(PARTES DEL EJERCICIO)
a – Reproduce literalmente, del fragmento sobre la sociedad española, el tramo que se abre con las palabras que contienen "Recientemente la Revista" y se cierra con "son profundamente anticatólicas.".
b – Por favor, prolonga el fragmento sobre la sociedad española a partir de su última oración.

═══ FRAGMENTO DEL TEXTO ═══

Recientemente la Revista Misión publicaba una entrevista con don José Carlos Gómez-Hurtado, presidente de EWTN España, a quien también acabo de oír una conferencia, en que éste denunciaba que, habiendo estado ausente de España veinte años, se había encontrado con un país mucho más triste, como lo demuestra que hemos pasado de ser una de las naciones con menos suicidios a uno de los que más en el mundo, siendo entre adolescentes y jóvenes la primera causa de mortalidad. Poseemos también una de las tasas de nacimientos más bajas del mundo, se ha extendido la plaga del divorcio y casi todas las televisiones son profundamente anticatólicas.

¿Cuál es la causa de este desastre? Pienso que pretender expulsar a Dios de nuestra sociedad y aceptar que el relativismo impere.

═══ DATOS PROPORCIONADOS ═══

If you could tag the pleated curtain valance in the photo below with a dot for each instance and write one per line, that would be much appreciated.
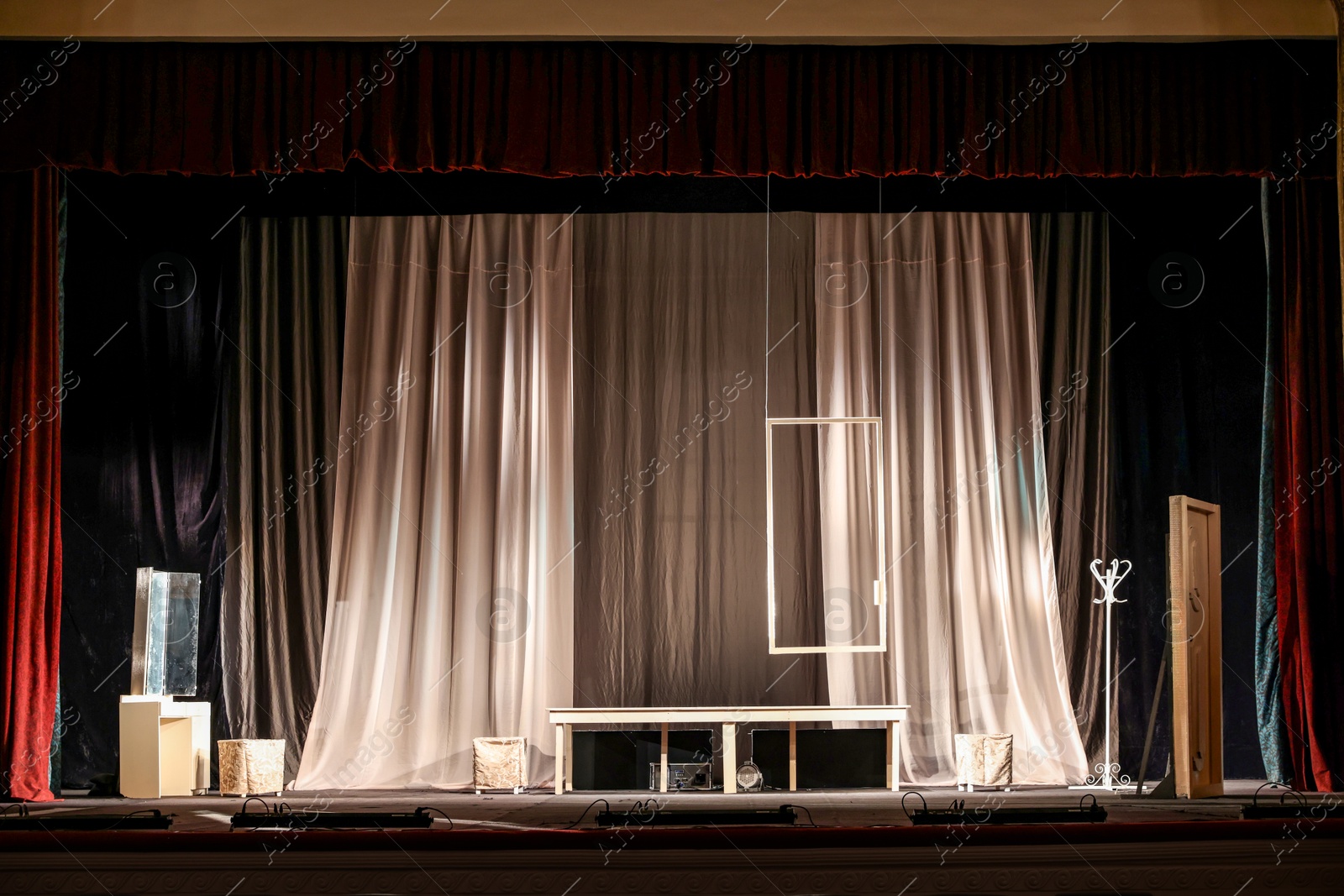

═══

(RESULTADOS DEL EJERCICIO)
a –
Recientemente la Revista Misión publicaba una entrevista con don José Carlos Gómez-Hurtado, presidente de EWTN España, a quien también acabo de oír una conferencia, en que éste denunciaba que, habiendo estado ausente de España veinte años, se había encontrado con un país mucho más triste, como lo demuestra que hemos pasado de ser una de las naciones con menos suicidios a uno de los que más en el mundo, siendo entre adolescentes y jóvenes la primera causa de mortalidad. Poseemos también una de las tasas de nacimientos más bajas del mundo, se ha extendido la plaga del divorcio y casi todas las televisiones son profundamente anticatólicas.

b –
Vemos como nuestra sociedad, y de modo especial nuestros políticos, no cuentan para nada con Dios, salvo el no hace mucho aparecido Vox, y por su influjo, parte del PP, donde ya hay quien empieza a cuestionarse la ideología de género. Los tres primeros mandamientos, los que hacen referencia a Dios, son ignorados por unos dirigentes que se declaran ateos, o como mucho agnósticos. Ciertamente no puedes esperar de ellos una profesión de fe, como lo muestra que, cuando tienen que jurar o prometer un cargo público, la práctica totalidad de ellos emplea la fórmula de la promesa. Está claro, por tanto, que ni aman a Dios sobre todas las cosas, ni santifican las fiestas, y además muchos de ellos son profundamente anticristianos.

En el Antiguo Testamento el libro del Eclesiástico nos recuerda que el apartarse de Dios es el principio de la soberbia y su consecuencia el pecado (cf. 10,12-13). Ello lleva a la dictadura del relativismo, con las aberraciones de rechazar las leyes de la naturaleza e incluso de la existencia de la verdad moral, defendiendo la cultura de la muerte contra la civilización de la vida, rechazando la diferencia entre varón y mujer, intentando destruir el matrimonio y la familia, llamando a los crímenes del aborto y de la eutanasia derechos y corrompiendo en nombre de una pretendida libertad sexual a niños y adolescentes.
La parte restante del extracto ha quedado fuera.